#### SHORT TASK
Count the lines below that contain the word "dark" and give only that number.
#### INPUT DATA ####
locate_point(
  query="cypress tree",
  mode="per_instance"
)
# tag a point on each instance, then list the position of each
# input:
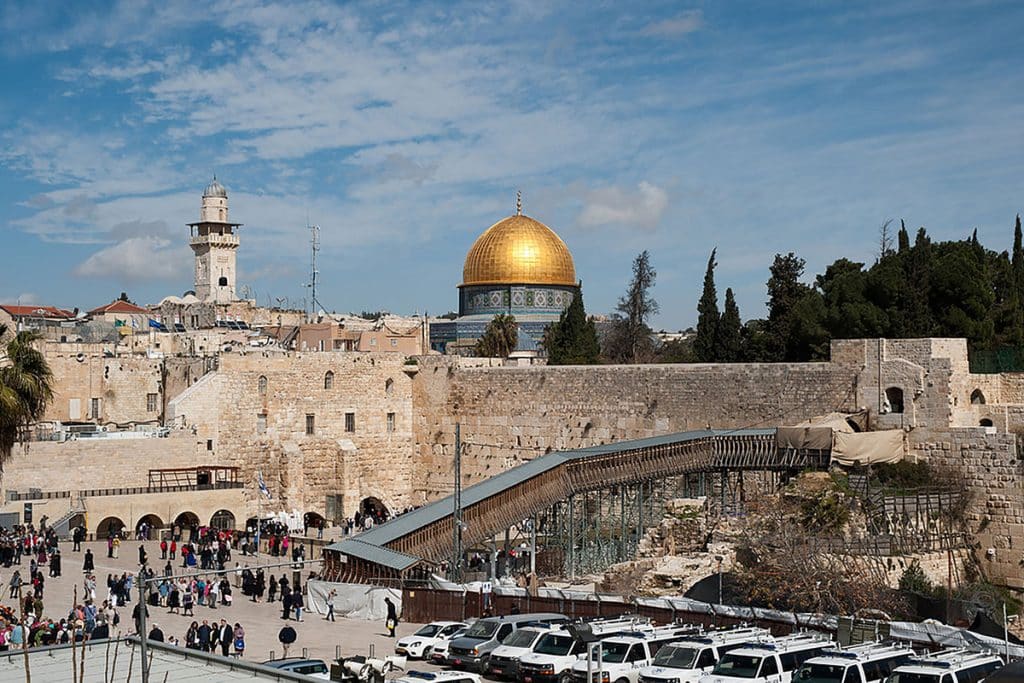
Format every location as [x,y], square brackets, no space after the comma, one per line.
[572,340]
[1017,260]
[708,316]
[903,239]
[729,335]
[499,338]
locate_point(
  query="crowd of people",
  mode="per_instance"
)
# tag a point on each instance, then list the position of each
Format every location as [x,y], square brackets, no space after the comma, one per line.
[24,621]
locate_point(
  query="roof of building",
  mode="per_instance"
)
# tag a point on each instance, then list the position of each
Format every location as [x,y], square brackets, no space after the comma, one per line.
[371,545]
[518,250]
[215,189]
[119,306]
[36,311]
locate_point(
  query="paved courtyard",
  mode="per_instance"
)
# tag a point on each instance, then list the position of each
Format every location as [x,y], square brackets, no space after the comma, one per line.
[261,621]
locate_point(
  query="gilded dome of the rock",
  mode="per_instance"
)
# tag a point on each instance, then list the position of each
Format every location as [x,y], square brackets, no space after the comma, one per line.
[518,250]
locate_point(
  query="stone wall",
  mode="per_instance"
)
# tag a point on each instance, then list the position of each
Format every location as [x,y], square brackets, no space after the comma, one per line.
[992,474]
[122,384]
[509,415]
[97,463]
[265,430]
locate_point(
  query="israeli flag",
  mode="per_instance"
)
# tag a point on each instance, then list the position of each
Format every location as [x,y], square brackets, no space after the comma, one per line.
[262,485]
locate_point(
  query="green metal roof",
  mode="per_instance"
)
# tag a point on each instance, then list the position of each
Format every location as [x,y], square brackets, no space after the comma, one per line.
[371,545]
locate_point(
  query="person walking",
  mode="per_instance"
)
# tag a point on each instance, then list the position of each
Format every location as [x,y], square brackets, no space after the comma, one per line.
[297,602]
[392,616]
[226,637]
[240,640]
[330,603]
[286,637]
[286,605]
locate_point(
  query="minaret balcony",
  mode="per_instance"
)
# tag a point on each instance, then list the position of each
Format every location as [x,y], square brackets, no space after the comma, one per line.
[215,240]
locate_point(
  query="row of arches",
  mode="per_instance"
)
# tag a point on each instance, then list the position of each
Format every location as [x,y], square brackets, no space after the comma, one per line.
[221,519]
[262,384]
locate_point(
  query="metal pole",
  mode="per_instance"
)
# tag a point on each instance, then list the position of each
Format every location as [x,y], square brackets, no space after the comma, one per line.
[532,549]
[572,539]
[1006,633]
[457,512]
[142,635]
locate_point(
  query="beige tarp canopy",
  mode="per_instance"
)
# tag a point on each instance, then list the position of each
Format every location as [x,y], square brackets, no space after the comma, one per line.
[868,447]
[815,433]
[848,445]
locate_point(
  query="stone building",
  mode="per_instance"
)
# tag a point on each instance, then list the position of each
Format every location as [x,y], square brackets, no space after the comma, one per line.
[518,266]
[214,240]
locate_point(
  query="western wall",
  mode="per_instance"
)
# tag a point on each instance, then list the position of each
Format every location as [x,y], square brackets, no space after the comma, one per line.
[383,428]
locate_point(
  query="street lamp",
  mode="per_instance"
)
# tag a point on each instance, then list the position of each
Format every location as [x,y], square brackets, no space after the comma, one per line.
[719,559]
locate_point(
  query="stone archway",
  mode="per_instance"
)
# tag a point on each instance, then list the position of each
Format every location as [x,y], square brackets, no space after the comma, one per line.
[153,522]
[187,523]
[373,507]
[223,520]
[311,521]
[109,526]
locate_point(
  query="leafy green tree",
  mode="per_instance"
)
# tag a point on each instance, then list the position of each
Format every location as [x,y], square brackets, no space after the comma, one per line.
[630,337]
[499,338]
[26,388]
[708,317]
[728,337]
[572,340]
[796,312]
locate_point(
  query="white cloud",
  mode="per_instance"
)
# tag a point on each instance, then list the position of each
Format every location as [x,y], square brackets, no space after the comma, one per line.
[688,22]
[136,260]
[641,208]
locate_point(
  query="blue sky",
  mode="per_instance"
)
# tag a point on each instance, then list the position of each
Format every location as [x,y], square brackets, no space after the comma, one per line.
[404,129]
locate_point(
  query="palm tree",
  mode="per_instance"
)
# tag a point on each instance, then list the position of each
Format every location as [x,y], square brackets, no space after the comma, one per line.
[26,388]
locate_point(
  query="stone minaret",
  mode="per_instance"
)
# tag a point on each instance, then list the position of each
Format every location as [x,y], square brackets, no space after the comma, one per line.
[214,240]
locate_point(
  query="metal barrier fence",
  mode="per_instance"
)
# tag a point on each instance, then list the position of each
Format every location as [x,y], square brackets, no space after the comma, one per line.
[423,605]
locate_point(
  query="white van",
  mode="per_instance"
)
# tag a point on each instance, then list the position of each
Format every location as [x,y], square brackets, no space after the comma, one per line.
[947,667]
[624,656]
[418,645]
[504,659]
[768,662]
[554,654]
[870,663]
[684,660]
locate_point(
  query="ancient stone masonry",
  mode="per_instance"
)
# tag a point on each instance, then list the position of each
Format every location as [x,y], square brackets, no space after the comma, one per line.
[990,468]
[509,415]
[105,389]
[327,430]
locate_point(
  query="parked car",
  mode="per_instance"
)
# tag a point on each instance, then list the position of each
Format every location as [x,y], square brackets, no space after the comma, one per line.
[473,649]
[767,662]
[504,659]
[439,651]
[870,663]
[312,668]
[686,659]
[419,645]
[556,651]
[624,656]
[439,677]
[953,666]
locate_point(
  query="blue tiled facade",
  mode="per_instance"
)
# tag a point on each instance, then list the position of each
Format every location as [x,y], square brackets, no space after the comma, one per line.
[535,307]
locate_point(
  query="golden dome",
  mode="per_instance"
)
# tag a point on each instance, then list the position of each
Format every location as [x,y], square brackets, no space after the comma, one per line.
[518,250]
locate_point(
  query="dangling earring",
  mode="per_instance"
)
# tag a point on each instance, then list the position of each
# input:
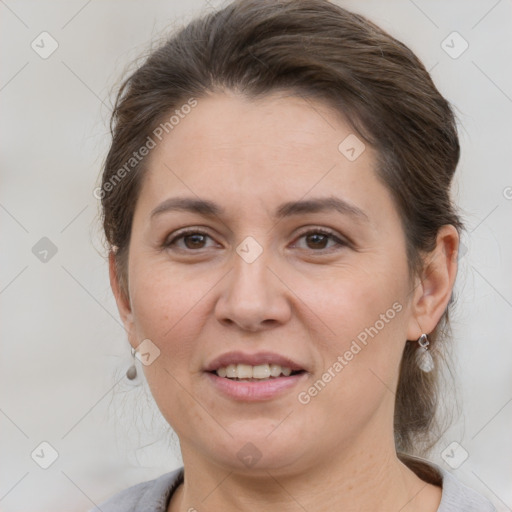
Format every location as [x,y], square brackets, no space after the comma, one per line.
[423,356]
[131,373]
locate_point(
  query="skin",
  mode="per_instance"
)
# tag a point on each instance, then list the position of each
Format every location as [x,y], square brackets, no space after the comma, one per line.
[302,297]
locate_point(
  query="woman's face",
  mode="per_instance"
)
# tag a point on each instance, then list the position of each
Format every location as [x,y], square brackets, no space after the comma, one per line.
[299,254]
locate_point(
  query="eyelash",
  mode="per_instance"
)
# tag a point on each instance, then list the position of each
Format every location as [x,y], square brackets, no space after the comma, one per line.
[322,231]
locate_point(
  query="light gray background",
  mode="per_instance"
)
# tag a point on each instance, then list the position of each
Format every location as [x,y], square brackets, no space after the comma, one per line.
[64,353]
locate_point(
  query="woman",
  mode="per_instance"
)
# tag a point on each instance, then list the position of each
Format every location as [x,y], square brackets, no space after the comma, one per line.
[283,254]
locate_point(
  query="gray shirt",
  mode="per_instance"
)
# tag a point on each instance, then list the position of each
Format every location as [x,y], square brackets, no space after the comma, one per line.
[154,495]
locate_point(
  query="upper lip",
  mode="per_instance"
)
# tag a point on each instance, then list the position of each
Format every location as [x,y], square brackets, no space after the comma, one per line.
[252,359]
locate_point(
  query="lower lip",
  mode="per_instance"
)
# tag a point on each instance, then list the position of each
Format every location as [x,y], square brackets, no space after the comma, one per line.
[255,391]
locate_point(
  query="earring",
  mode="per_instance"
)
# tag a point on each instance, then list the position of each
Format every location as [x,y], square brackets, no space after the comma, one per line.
[131,373]
[423,356]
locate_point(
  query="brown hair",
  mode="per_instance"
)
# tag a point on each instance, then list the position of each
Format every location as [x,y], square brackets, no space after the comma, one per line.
[318,50]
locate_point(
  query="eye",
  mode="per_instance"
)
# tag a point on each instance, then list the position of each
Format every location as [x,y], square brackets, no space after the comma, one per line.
[318,238]
[192,239]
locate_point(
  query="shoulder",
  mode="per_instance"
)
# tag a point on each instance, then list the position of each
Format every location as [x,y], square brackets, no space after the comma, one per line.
[455,497]
[150,496]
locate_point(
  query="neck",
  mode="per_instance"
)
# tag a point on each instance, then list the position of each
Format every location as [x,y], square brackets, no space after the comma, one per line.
[347,480]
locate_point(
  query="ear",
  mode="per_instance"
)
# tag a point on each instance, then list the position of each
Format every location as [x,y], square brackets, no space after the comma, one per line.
[122,299]
[434,286]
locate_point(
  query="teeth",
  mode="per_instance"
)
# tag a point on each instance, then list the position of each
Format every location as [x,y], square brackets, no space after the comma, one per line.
[246,371]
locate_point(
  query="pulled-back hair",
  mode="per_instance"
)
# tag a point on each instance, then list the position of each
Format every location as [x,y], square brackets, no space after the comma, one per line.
[317,50]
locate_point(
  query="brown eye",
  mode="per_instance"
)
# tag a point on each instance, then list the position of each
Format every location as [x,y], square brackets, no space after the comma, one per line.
[319,239]
[195,241]
[189,240]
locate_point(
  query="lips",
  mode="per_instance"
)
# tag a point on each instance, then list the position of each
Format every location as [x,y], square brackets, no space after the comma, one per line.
[256,359]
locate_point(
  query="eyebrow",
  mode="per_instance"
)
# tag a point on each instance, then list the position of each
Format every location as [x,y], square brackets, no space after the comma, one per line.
[315,205]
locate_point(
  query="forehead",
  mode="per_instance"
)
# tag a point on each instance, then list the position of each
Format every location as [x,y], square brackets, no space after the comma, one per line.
[260,152]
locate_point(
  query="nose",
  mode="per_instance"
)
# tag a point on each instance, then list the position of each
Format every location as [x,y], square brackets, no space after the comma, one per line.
[254,298]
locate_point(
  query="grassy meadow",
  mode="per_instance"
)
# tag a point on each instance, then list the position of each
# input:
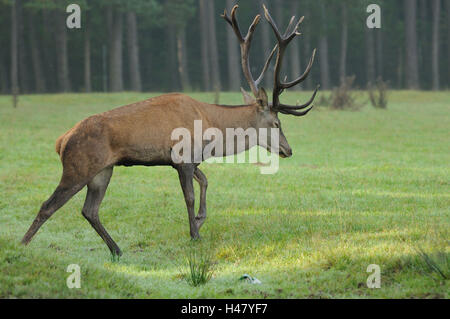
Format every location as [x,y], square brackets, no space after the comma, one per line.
[366,187]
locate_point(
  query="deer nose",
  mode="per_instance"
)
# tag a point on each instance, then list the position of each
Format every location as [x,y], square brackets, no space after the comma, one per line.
[289,152]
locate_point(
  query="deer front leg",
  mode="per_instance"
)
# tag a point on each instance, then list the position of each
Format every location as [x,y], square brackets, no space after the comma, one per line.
[186,175]
[203,182]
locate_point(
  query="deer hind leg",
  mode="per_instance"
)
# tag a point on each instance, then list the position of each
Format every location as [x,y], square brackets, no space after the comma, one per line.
[63,193]
[186,175]
[95,194]
[203,182]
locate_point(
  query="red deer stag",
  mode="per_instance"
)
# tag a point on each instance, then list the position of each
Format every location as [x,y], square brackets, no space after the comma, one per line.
[140,134]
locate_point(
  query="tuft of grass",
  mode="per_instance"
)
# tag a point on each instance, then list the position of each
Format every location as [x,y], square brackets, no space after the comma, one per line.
[438,263]
[201,266]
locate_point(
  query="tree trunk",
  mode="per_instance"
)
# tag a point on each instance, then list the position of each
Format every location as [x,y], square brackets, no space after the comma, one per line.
[48,52]
[39,78]
[234,79]
[206,71]
[344,43]
[182,60]
[448,43]
[4,85]
[172,57]
[14,54]
[400,72]
[323,52]
[379,48]
[133,52]
[266,47]
[23,65]
[295,56]
[213,45]
[307,41]
[436,5]
[61,52]
[412,63]
[87,60]
[279,20]
[370,56]
[116,53]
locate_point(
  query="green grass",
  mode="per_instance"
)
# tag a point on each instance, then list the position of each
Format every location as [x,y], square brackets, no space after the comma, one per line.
[368,187]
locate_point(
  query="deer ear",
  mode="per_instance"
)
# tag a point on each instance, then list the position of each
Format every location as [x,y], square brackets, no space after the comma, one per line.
[248,99]
[262,99]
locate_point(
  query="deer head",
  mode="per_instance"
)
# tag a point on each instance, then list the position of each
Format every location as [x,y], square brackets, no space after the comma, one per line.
[267,115]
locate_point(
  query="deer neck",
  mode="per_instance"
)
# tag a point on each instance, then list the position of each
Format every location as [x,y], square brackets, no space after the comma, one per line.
[223,117]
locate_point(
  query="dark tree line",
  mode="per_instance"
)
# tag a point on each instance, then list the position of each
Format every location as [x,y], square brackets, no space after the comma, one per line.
[170,45]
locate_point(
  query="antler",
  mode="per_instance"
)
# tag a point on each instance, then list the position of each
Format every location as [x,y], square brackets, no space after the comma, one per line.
[279,86]
[245,44]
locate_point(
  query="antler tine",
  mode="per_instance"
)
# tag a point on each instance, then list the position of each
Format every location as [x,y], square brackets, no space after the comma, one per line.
[303,106]
[245,44]
[272,24]
[266,66]
[279,86]
[233,22]
[296,113]
[303,76]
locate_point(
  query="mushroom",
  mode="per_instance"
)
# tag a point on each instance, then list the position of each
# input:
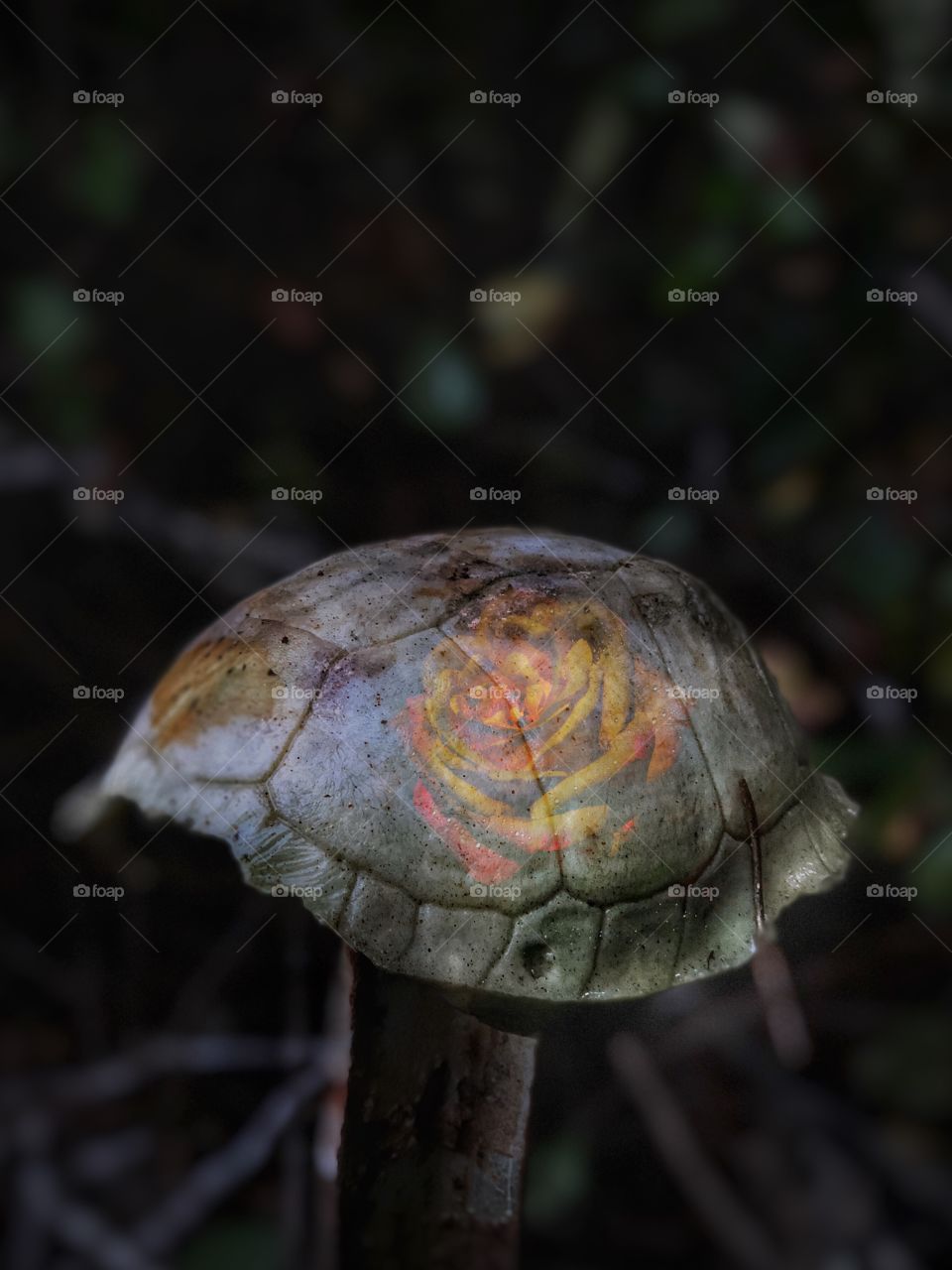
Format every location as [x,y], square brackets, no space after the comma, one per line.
[516,774]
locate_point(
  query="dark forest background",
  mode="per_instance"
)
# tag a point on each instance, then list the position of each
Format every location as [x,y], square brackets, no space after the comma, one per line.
[791,397]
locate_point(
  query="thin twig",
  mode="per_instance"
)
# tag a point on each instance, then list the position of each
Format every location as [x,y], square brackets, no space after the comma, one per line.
[220,1174]
[717,1206]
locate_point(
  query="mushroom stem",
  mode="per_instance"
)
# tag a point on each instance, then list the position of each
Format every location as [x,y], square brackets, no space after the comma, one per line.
[434,1132]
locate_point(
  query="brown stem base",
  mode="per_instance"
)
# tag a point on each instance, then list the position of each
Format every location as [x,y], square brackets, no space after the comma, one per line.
[434,1132]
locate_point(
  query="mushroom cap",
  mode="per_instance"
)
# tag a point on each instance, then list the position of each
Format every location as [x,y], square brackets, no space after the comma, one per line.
[509,763]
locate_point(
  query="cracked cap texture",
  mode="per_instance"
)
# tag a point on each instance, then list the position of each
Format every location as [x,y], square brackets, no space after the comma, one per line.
[504,762]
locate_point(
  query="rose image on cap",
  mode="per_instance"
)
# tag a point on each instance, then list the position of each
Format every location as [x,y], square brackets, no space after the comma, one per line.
[526,763]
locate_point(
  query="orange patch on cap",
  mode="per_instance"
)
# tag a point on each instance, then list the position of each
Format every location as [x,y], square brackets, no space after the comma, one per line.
[211,685]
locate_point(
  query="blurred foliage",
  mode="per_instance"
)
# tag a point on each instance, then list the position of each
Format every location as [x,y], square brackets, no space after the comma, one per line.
[395,395]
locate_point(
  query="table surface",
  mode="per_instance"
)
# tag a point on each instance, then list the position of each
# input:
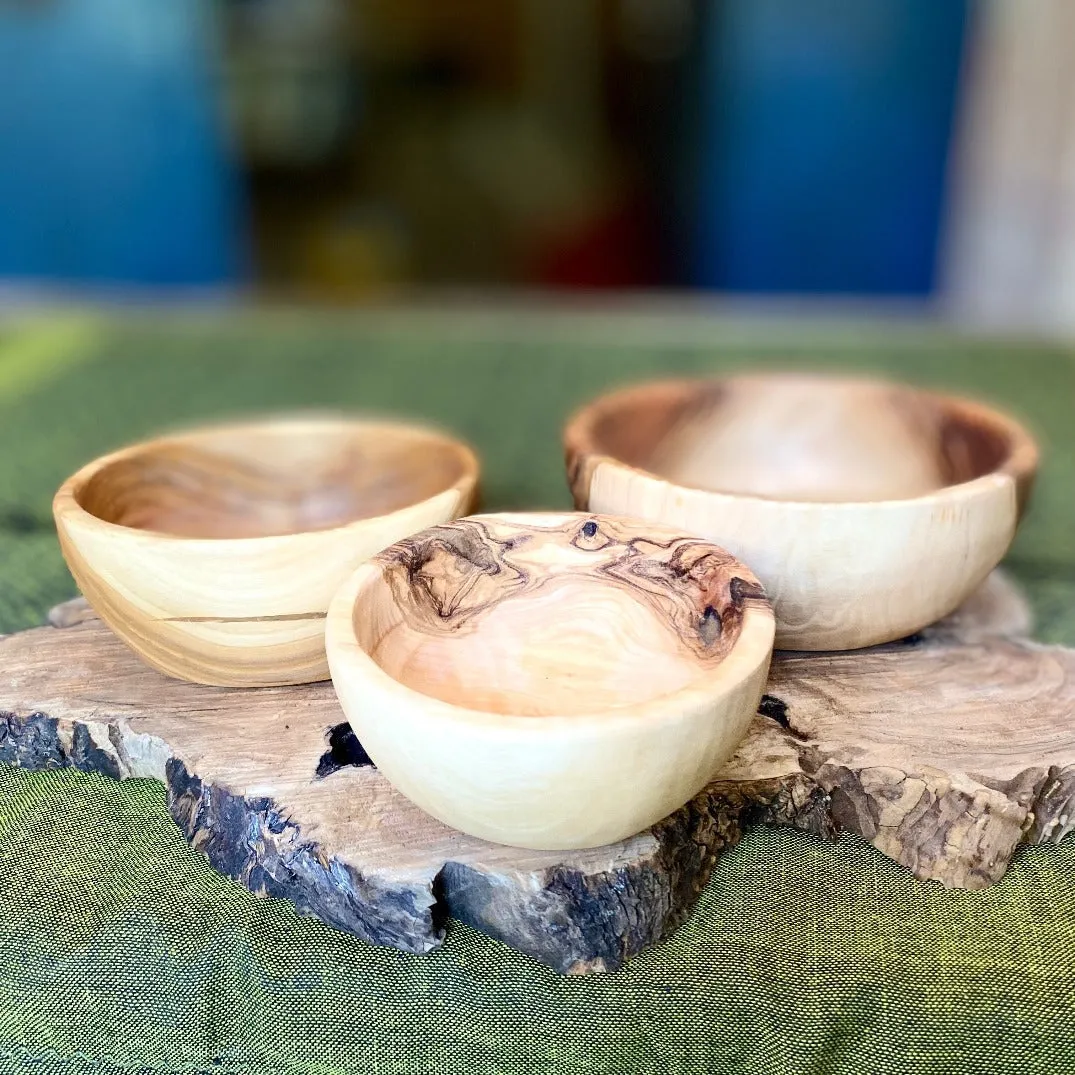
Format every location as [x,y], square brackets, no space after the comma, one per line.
####
#### SOLUTION TO THIS TASK
2